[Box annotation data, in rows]
********************

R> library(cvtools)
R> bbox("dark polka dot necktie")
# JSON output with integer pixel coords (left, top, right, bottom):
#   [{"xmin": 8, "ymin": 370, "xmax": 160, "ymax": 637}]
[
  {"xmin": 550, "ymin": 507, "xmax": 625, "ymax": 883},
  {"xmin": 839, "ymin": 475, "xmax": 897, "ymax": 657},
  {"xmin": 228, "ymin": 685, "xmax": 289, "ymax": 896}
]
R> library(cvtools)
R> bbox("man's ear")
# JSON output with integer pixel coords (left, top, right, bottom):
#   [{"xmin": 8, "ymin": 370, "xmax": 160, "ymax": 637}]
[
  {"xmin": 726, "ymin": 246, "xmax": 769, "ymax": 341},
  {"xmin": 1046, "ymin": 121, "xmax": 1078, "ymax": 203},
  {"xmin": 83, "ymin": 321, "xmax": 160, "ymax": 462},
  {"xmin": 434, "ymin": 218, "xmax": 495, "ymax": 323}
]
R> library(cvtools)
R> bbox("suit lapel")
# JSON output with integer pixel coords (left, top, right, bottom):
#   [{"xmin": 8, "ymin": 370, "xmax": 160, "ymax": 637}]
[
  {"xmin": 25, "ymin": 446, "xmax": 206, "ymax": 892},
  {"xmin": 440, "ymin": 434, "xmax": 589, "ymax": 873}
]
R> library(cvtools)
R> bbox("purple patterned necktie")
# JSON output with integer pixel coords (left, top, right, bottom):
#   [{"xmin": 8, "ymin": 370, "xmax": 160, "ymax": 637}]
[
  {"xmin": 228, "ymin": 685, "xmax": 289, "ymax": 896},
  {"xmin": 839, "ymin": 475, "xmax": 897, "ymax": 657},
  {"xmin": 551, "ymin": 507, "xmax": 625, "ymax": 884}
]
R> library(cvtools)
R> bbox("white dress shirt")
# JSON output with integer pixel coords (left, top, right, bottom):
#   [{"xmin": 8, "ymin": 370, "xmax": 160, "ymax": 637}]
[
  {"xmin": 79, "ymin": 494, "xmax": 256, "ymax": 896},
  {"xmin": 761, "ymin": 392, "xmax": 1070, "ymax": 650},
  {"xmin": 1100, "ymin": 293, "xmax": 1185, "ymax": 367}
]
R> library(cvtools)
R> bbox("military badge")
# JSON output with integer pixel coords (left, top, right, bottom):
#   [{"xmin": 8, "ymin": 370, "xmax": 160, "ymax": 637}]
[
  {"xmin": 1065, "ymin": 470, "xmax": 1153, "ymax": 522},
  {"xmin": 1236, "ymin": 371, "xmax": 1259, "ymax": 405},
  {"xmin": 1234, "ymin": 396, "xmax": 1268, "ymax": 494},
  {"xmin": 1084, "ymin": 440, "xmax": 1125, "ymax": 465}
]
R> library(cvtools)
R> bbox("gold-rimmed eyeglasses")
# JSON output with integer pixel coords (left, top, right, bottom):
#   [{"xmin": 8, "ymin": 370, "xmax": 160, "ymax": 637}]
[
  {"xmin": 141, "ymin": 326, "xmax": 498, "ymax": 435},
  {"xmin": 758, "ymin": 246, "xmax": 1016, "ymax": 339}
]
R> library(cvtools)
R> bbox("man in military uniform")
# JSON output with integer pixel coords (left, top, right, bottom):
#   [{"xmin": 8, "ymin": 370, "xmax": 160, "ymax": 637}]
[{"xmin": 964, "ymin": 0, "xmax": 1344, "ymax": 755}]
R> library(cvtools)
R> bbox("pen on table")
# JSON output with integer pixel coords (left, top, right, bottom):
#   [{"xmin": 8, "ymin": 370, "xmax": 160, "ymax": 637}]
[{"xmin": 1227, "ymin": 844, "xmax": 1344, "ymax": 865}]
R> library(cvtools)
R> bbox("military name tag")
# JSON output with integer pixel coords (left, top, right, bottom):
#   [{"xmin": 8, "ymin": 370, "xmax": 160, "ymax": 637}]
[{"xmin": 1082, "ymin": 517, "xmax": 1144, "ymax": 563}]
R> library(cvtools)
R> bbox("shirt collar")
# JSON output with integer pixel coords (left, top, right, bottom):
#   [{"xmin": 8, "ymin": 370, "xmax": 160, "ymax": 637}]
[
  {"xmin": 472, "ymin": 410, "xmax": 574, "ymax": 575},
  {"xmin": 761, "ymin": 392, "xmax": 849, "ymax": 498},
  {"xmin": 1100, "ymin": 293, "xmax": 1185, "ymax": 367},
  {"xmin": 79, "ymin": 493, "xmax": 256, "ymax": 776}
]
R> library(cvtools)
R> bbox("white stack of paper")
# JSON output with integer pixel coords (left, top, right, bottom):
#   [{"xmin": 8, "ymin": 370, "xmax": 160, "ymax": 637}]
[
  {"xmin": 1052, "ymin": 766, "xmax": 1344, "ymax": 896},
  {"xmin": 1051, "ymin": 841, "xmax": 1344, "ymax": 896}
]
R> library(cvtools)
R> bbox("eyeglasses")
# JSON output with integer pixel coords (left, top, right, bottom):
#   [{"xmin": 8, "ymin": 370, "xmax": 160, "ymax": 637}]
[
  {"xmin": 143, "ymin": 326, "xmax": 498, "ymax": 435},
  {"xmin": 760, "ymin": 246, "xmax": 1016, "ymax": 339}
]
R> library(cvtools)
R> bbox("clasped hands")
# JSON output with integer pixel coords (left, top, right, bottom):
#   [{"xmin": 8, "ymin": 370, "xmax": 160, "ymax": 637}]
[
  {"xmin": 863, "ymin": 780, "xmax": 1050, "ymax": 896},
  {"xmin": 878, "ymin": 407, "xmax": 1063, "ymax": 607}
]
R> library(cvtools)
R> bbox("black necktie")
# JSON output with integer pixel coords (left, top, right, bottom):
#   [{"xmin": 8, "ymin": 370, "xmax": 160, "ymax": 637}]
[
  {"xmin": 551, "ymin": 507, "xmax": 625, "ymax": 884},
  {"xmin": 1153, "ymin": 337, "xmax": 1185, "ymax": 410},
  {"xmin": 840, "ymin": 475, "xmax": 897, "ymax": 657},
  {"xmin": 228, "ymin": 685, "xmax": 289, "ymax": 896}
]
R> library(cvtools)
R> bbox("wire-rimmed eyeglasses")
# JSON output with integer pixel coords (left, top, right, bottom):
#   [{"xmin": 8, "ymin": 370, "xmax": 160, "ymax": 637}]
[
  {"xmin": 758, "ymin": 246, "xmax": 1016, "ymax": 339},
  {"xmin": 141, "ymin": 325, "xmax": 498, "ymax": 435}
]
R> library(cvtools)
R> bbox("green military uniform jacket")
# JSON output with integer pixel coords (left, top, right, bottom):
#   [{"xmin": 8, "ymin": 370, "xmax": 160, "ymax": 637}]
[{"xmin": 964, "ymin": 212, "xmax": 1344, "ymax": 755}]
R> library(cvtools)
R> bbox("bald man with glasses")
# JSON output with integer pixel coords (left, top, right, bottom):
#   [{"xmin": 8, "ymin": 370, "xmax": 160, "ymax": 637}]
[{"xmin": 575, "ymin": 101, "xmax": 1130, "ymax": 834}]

********************

> **Set problem**: Report every line of the data above that contains the word "white", copying each such line in full.

> **Completed task**:
R> bbox("white dress shirt")
R> bbox("white stack of paper")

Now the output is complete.